- INFORMATION GIVEN:
---*---
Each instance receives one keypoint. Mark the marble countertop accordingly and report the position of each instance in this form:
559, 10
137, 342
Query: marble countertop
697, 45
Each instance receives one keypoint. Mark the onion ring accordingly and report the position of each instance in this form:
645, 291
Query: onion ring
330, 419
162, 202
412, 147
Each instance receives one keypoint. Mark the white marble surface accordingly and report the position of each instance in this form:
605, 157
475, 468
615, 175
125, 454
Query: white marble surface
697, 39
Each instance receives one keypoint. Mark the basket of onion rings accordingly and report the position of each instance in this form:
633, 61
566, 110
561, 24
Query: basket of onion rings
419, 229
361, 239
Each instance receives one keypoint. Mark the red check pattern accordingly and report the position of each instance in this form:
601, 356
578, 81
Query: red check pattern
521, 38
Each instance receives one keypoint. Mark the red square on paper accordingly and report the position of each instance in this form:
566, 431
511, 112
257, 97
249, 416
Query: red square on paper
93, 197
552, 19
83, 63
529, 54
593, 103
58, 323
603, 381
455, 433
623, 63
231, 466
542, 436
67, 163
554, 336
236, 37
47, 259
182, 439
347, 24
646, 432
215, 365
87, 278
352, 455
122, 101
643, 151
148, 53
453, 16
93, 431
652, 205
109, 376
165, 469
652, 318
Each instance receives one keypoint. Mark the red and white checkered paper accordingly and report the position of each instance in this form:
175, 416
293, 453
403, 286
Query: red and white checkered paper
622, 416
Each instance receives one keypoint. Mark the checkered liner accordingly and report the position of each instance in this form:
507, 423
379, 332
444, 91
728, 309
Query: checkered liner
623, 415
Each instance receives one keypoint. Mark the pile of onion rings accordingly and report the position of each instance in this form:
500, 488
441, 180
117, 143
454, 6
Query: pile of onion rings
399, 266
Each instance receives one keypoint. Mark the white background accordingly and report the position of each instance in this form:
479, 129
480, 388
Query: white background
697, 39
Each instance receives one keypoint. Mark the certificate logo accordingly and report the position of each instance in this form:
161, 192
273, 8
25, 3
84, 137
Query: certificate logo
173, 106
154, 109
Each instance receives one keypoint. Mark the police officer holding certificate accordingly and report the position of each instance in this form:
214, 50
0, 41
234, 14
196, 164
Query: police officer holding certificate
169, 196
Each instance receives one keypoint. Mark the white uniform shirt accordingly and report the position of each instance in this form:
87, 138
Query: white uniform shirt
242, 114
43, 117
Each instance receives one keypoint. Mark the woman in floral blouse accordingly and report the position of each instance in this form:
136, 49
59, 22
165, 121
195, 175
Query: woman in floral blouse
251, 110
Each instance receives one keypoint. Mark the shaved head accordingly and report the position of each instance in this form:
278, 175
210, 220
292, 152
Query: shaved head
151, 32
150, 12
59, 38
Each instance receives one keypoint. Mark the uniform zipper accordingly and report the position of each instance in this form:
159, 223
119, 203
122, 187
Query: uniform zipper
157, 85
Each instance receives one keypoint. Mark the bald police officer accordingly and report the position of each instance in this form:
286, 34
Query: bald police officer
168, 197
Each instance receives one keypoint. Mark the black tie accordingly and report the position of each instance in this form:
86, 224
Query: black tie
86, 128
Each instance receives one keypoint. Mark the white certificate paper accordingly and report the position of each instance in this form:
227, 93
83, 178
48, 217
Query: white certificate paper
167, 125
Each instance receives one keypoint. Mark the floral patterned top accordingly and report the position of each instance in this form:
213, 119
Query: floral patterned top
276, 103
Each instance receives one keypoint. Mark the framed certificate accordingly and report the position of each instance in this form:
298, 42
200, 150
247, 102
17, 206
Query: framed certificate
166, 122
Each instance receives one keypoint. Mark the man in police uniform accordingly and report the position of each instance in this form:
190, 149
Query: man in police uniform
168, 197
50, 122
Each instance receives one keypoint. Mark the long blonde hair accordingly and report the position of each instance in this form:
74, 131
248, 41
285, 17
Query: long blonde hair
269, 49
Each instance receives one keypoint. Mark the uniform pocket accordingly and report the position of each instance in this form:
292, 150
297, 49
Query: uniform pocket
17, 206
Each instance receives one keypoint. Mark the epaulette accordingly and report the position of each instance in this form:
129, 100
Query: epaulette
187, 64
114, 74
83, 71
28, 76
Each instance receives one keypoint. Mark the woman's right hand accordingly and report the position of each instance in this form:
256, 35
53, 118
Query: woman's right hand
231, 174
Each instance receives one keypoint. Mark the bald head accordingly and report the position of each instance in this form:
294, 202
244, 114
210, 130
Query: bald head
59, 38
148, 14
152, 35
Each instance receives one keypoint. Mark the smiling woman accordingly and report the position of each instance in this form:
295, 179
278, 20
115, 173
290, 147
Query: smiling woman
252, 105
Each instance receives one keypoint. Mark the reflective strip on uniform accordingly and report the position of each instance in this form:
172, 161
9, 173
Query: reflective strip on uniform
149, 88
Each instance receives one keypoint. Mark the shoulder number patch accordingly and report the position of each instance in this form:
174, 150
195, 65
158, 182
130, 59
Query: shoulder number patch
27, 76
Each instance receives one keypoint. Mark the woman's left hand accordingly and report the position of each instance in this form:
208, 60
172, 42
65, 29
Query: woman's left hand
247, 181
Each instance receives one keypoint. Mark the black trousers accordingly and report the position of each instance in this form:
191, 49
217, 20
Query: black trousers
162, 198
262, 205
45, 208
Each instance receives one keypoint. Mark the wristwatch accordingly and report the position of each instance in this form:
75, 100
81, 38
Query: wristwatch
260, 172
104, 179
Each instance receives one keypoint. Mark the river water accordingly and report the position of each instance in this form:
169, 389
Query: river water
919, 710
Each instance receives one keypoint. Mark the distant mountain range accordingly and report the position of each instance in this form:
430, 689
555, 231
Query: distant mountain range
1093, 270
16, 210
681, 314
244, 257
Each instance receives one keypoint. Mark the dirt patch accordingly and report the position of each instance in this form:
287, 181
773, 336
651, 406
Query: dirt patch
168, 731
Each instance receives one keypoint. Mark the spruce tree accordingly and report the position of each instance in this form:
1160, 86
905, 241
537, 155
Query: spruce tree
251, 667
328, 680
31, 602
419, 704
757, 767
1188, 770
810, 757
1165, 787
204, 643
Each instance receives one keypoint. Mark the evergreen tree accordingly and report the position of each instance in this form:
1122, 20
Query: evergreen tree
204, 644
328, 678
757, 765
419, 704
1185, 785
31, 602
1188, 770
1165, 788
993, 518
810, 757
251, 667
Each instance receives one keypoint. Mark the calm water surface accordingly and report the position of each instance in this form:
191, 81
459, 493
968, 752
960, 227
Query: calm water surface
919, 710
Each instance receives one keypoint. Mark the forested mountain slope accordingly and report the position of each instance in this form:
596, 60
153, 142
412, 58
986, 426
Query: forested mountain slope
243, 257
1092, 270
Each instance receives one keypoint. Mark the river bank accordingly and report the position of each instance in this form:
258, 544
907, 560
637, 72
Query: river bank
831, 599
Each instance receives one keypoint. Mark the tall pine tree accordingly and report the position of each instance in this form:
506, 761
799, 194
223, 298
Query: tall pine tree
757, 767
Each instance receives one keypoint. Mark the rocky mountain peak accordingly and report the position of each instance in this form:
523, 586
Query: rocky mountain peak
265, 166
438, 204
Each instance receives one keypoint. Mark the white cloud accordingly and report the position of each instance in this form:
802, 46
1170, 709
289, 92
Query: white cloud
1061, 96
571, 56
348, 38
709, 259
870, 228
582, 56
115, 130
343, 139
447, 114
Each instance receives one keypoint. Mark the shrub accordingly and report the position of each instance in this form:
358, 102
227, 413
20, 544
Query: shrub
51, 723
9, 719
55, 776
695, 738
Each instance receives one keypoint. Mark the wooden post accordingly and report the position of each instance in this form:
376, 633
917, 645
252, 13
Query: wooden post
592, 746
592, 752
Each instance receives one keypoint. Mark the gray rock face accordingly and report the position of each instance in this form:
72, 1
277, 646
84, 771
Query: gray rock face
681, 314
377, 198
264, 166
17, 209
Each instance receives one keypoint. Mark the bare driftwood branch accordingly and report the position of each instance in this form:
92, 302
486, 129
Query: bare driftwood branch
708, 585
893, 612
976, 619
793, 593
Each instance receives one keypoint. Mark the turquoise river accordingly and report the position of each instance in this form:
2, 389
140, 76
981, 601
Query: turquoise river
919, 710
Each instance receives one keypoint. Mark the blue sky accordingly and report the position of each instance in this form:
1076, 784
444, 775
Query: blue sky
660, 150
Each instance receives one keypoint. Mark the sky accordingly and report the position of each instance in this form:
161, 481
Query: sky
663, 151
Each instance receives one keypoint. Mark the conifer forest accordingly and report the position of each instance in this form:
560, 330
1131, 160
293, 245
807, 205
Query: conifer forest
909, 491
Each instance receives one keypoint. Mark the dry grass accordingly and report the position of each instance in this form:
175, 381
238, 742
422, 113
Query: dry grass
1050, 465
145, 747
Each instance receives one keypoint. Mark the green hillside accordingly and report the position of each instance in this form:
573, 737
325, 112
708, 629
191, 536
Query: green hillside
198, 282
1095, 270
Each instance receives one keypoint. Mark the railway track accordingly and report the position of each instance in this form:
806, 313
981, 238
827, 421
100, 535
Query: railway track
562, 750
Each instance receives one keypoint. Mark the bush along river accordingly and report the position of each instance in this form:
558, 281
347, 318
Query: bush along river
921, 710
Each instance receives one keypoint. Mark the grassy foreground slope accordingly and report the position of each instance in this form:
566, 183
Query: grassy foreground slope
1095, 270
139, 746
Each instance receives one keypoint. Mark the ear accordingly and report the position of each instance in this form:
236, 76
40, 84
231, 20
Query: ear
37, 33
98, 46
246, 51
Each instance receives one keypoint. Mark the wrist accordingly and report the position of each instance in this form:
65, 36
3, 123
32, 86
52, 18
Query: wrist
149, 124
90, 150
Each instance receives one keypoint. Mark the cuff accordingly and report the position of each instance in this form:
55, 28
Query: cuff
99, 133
---*---
Repeat only the lines from the one holding "Each instance receives one keypoint. Mark the railway" through the last line of the data.

- FULL RESPONSE:
Each instance receives one keypoint. Mark the railway track accordingly and report the position of each instance in this form:
806, 313
981, 238
827, 421
100, 535
Query: railway track
562, 750
Each instance receives one keypoint. Mark the bush along river accordingly and report the position of each instance in this form:
558, 281
347, 318
Query: bush along river
921, 710
Each instance receives one keypoint. Mark the grassy foreground slope accordingly and report the position of each instance in this form:
566, 183
Query: grassy foreground slope
1095, 270
139, 746
Each instance receives one keypoint. Mark the ear accordingly and report the position of each instance in this form:
236, 76
40, 84
231, 20
Query: ear
37, 33
98, 46
246, 51
Each instance receives one keypoint. Mark the wrist accordingly and report the position of each instance in this form:
65, 36
3, 123
32, 86
52, 18
Query: wrist
149, 124
90, 150
Each instance receives one keypoint. Mark the cuff accordingly and report the position of each instance in this form:
55, 28
Query: cuff
99, 133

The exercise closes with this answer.